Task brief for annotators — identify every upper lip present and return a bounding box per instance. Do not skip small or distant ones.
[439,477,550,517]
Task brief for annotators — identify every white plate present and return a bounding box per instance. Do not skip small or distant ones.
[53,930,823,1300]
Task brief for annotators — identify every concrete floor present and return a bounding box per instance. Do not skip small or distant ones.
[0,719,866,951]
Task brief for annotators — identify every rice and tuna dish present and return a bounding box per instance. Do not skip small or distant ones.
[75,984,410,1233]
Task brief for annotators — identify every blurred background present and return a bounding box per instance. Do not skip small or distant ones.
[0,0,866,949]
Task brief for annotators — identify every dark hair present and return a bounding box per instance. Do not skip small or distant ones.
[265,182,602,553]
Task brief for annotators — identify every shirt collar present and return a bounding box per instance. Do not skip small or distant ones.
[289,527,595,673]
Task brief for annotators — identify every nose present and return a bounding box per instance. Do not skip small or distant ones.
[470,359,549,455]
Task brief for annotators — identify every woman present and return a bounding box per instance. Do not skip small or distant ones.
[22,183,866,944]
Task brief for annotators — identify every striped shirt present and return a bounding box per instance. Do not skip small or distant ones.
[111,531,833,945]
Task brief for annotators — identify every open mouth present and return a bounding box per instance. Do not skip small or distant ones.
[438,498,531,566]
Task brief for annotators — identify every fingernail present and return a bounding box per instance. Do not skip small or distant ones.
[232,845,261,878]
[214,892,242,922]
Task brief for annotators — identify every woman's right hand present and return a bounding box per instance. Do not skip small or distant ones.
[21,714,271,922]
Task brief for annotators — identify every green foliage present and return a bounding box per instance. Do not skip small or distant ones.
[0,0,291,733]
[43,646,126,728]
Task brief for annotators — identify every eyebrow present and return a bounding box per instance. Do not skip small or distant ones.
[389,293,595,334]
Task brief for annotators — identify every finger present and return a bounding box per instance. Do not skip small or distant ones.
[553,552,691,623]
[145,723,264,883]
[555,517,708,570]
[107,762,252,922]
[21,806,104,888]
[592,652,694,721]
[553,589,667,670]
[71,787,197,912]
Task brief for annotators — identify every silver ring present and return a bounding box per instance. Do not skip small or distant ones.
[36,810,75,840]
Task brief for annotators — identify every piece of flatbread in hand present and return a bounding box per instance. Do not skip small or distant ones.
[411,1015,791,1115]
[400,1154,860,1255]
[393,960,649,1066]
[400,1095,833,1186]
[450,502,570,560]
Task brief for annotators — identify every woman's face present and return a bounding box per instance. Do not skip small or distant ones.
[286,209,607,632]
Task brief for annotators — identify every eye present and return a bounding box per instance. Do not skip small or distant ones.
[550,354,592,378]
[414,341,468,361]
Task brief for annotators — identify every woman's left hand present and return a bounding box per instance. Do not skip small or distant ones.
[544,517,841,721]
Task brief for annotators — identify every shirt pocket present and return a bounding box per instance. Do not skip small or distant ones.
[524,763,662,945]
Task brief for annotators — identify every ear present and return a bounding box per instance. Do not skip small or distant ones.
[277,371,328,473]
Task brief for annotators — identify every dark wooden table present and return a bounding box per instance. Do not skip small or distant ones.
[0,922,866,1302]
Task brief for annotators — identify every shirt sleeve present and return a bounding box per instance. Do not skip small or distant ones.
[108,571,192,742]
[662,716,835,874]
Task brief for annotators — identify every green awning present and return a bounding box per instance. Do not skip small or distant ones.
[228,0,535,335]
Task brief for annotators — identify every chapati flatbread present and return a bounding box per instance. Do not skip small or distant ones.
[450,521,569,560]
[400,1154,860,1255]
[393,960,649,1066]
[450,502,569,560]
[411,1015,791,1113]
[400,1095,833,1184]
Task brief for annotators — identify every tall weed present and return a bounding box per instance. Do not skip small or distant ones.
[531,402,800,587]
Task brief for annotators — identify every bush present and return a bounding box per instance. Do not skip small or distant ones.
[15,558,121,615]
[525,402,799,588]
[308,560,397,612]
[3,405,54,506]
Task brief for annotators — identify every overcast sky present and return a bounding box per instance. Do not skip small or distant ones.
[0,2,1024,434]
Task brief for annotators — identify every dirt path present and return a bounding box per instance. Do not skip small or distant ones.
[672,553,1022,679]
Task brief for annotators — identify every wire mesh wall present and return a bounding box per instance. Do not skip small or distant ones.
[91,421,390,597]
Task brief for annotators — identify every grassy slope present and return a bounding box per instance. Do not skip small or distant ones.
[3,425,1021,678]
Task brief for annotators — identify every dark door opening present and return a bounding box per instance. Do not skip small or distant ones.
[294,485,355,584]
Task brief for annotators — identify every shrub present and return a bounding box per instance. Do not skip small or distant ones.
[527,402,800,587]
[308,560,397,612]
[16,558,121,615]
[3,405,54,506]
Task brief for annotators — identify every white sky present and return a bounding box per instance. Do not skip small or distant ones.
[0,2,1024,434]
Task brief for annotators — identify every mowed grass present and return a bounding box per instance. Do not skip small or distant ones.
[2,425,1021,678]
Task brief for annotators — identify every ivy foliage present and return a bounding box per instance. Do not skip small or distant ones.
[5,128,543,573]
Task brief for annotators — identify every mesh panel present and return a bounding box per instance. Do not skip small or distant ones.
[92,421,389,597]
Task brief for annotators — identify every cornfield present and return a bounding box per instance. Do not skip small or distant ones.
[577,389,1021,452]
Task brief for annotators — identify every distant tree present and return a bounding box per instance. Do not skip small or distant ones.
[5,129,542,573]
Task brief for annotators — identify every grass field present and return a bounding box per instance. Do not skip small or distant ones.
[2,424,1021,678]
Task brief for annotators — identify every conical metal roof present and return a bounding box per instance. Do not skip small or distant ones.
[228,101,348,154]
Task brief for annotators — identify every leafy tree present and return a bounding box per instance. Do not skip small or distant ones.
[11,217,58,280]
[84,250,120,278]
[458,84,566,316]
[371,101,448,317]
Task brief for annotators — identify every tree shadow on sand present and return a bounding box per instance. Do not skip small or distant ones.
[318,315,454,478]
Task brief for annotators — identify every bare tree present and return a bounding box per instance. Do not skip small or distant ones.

- - -

- [Objective]
Reproduce every one of the records above word for word, keeping their original order.

- [Solution to this task]
Task brief for annotators — identify every upper lip present and return a bounding box per instance. Do not skip small or distant ones.
[439,477,550,517]
Task brief for annotators — identify every white plate present and return a bounding box per instance. Do not skip small or distant ones.
[53,930,823,1300]
Task brief for annotators — identify every concrete floor present and return a bounding box per instance. Do not skip small or distant ones.
[0,719,866,951]
Task brief for annotators — identify every rice and tuna dish present and return a bounding box per instance. Do not skip small or distant ones.
[75,984,410,1233]
Task brief for annotators — identify every blurred background present and return a bounding box per instance. Do not skip small or distant ones.
[0,0,866,949]
Task brief for annotators — identify every dark hair present and return a bounding box per instance. Do not skip small or distant ones.
[265,182,602,553]
Task brief for annotators — identify every shirt collar present and return a bounding box per instance. Do not skip small or distant ones.
[289,527,595,673]
Task brief for annotators — identify every nose present and return a bounding box per instance. Do not skip small or distant ones.
[470,359,549,455]
Task brief for annotators — identify every woman present and return a bounding box per instance. Do not skip small or distant ones.
[22,183,866,944]
Task brief for annotators — identify every striped shirt present and return a bounding box per instance. Do not skip small or distant ones.
[111,531,833,945]
Task brief for annotators — identify every open mouth present and return a bounding box per instance. Do not skip small or distant ones.
[438,498,531,566]
Task brief for annotators — identify every fingernail present and return a bounding box per instance. Do not skip small or distant ones.
[232,845,261,878]
[214,892,242,922]
Task brief for annotators — identify every woman's right hand present and return a bounding box per instance. Do not skip small or distant ones.
[21,714,271,922]
Task brief for annotators — identify every green foliage present and return a bounding box per instance. Do not skip small or distant ones.
[0,0,291,733]
[43,646,126,728]
Task brief for annotators — identify every eyebrow present and return a bounding box per instance. Do not skip small or distant ones.
[389,293,595,334]
Task brief for annotators — identify every finger present and return a bounding box per instance. Do not skip small or distant ones.
[553,552,691,623]
[145,723,264,883]
[555,517,708,570]
[107,762,252,922]
[21,806,104,888]
[592,652,694,721]
[553,589,667,670]
[71,787,197,912]
Task brief for annotators — identify every silver ring present and return a bounding box per instance. Do not skip small or distant ones.
[36,810,75,840]
Task brief for annotators — identify every piece of flatbread in hand present and return a bounding box per instance. Do not skip small or distant ones.
[411,1015,791,1115]
[400,1154,860,1255]
[393,960,649,1066]
[400,1095,833,1186]
[450,502,570,560]
Task brief for annotators — identify every woman's face present and return a bounding box per instance. Do not skip small or distant ones.
[286,209,607,632]
Task brief for annotators — identify every eye present and return a bounding box per instance. Do not skip small or distant ones.
[550,354,592,378]
[414,341,468,361]
Task brief for annotators — identify every woman's left hand present and return a bounding box per instance. Do not skip small or distant ones.
[544,517,841,721]
Task brief for annotators — identify every shirt pocket present and return a bounding box per instance. Do not skip small or distant ones.
[524,763,662,945]
Task brief for annotators — identify every ear present and return a bounding box per instance. Do not skip small or distant ones.
[277,371,328,473]
Task brief for annotators — identify every dark wooden table present and return a bounding box per instance. Do not skip small or distant ones.
[0,922,866,1302]
Task brief for annotators — identify every shirt sleeve present and return a bounding box per instance. Do not skip small or distant ones.
[108,571,192,742]
[662,716,835,874]
Task brief for annotators — identify every green awning present and return a bounding box per instance. Do not skip small or distant ones.
[228,0,535,335]
Task brief for annotators — identify every chapati flatbread present and return a bounding box per instance. Do not skip small or distant ones.
[450,521,569,560]
[400,1154,860,1255]
[393,960,649,1066]
[450,502,569,560]
[411,1015,791,1113]
[400,1095,833,1184]
Task brief for annotators — identify every tall weed present and return a bounding box per instance. Do not skip small or distant ones.
[531,402,800,587]
Task brief for annotators — identify every bush present and return a bounding box per instance. Do not skip small or distant ones.
[15,558,121,615]
[525,402,799,588]
[308,560,397,612]
[3,405,54,506]
Task brief for annotators — identify every overcast sky present and return a bounding box per instance. Do not skip small or distant ones.
[0,2,1024,434]
Task brief for annotators — identify every dirt path present and return a bounding box per instance. Do not skip small or distant ones.
[672,553,1022,679]
Task brief for annotators — identify every wire mesh wall present and return a bounding box per instance. Do not skip small or distant ones.
[91,421,390,597]
Task brief for annotators — identify every grassy slope present and return a bounding box per instance. Do not skip small or distant ones.
[3,425,1021,678]
Task brief for annotators — identify every dark door opening present and return a bounding box per instance. Do not skip small or distant ones.
[294,485,355,584]
Task brief for annotators — identify every shrub present and return a bounding box per instance. Do not skip small or distant ones.
[527,402,800,587]
[308,560,397,612]
[16,558,121,615]
[3,405,54,506]
Task brief for annotators — identify every white sky present and return a bounding box per instance. Do not skip small or distant ones.
[0,2,1024,434]
Task brief for annotators — identify every mowed grass present and return a bounding box per instance. Do not skip small or distant ones.
[2,425,1021,678]
Task brief for annotators — identify every ivy foliage present and return a bounding box per instance. Do not skip small or distant ones.
[5,128,543,573]
Task brief for annotators — identify every mesh panel present and return a bounding box per instance. Do not skip small or distant ones.
[92,421,389,597]
Task brief for annotators — identify every cornfield present and return a bounding box per instance. Do not skip small or distant ones.
[577,389,1021,452]
Task brief for annotators — identify every distant tree present and return a bounding box per instance. Do not skip small or distant ones.
[5,129,542,573]
Task brief for annotators — identify every grass field present and return a bounding box per instance. Do not skip small or distant ones.
[2,424,1021,678]
Task brief for annotators — identify every conical metal roof present and return a bounding box per instance. Do not skip small or distant ones.
[228,101,348,154]
Task brief for annotators — identify every leafy tree present and return a bounding box per instance. Do not skip small or distant ones.
[11,217,58,280]
[84,250,120,278]
[458,84,566,316]
[371,101,448,317]
Task brief for annotators — identify every tree shadow on sand present and return a bounding box per instance. Do not skip small or distant ones.
[318,315,454,478]
Task brief for annotators — identify every bare tree present and return a bounding box per instance. Do not skip small or distant ones.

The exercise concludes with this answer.